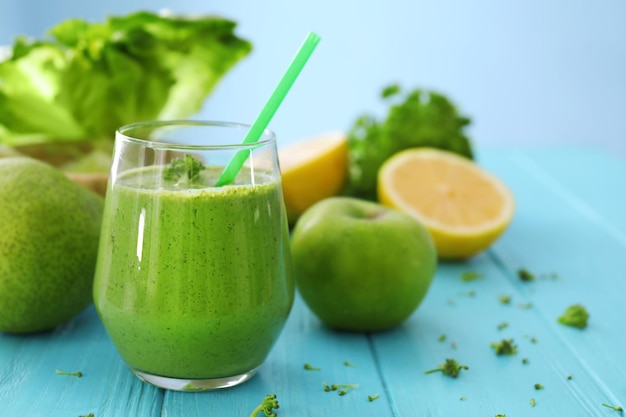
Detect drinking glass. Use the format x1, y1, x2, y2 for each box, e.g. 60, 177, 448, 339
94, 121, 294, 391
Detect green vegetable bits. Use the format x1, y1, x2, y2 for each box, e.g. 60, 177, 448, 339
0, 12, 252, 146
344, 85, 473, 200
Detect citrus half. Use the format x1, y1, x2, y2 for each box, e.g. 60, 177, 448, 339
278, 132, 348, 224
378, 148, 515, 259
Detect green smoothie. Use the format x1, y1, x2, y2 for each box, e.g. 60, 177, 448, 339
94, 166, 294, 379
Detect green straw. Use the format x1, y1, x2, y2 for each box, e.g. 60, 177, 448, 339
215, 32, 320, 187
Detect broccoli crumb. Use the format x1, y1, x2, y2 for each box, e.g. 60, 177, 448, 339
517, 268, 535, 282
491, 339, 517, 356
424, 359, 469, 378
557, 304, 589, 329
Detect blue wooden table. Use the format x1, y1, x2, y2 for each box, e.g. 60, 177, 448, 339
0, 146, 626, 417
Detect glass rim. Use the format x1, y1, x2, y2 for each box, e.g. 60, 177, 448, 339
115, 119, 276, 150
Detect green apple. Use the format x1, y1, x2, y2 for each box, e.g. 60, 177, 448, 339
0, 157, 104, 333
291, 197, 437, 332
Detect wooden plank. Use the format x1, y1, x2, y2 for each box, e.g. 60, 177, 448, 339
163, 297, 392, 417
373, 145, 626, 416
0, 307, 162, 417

--------------------------------

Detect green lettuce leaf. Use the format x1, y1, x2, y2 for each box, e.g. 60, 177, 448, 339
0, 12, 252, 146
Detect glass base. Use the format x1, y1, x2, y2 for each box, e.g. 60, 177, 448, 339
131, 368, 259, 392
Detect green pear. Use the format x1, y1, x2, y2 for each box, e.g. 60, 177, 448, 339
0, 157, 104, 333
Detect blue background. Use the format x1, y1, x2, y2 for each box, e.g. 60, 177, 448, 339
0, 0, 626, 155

--------------------------------

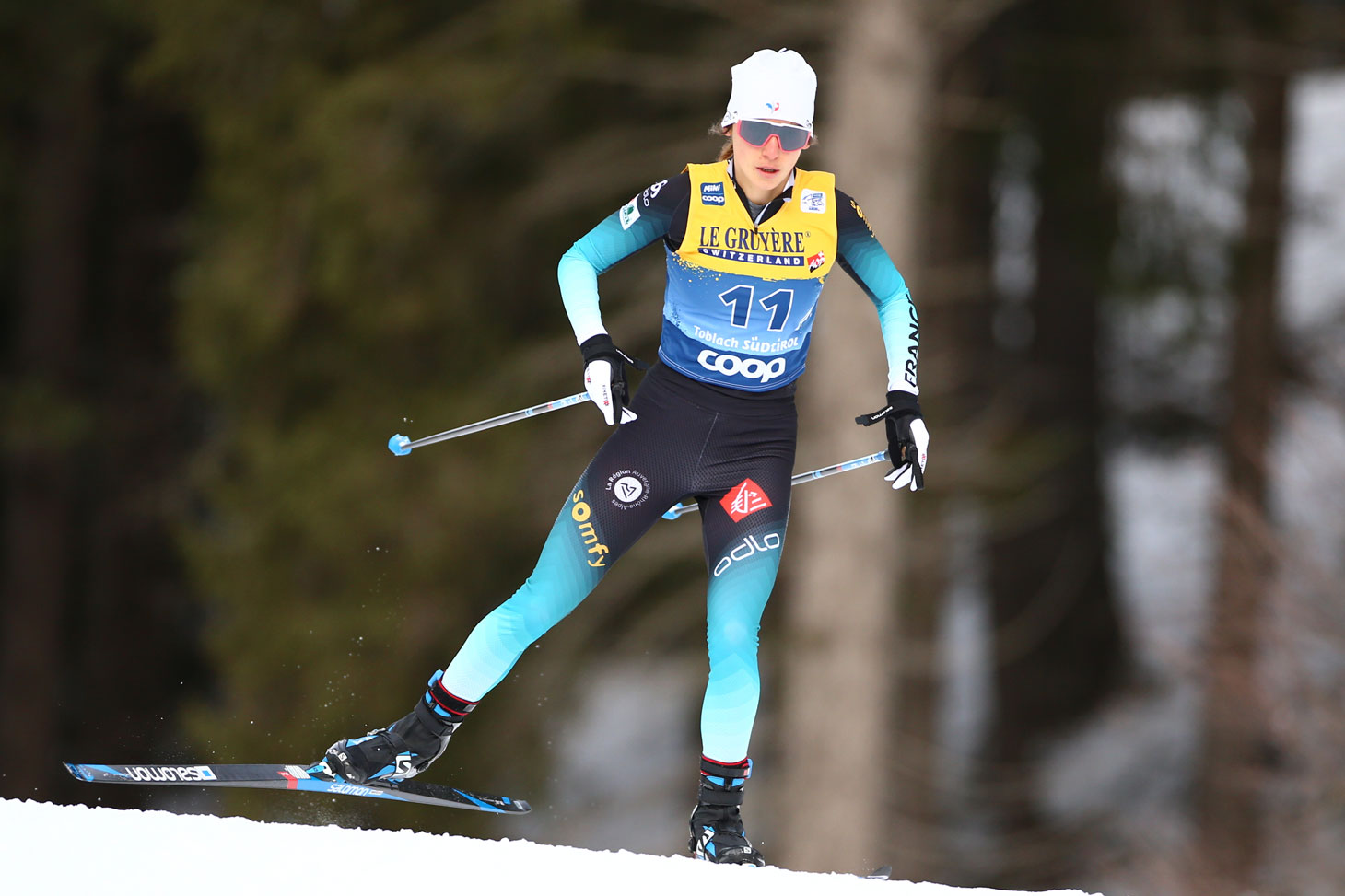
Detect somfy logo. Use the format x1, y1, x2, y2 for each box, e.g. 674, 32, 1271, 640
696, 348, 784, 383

--------------------------------

* **What is expected**: Render the listing from the line with "Detect green vegetable" to the line with "378, 148, 515, 259", both included, as a numbered list, skipping any blank lines.

* **Exercise result**:
1. Detect green vegetable bits. Use the format x1, y1, x2, y2 for each box, e.g. 60, 177, 448, 339
2. 0, 12, 252, 146
3. 344, 85, 473, 200
4. Detect citrus half. Use the format x1, y1, x2, y2 for each box, e.g. 60, 177, 448, 339
5. 278, 132, 348, 224
6. 378, 148, 515, 259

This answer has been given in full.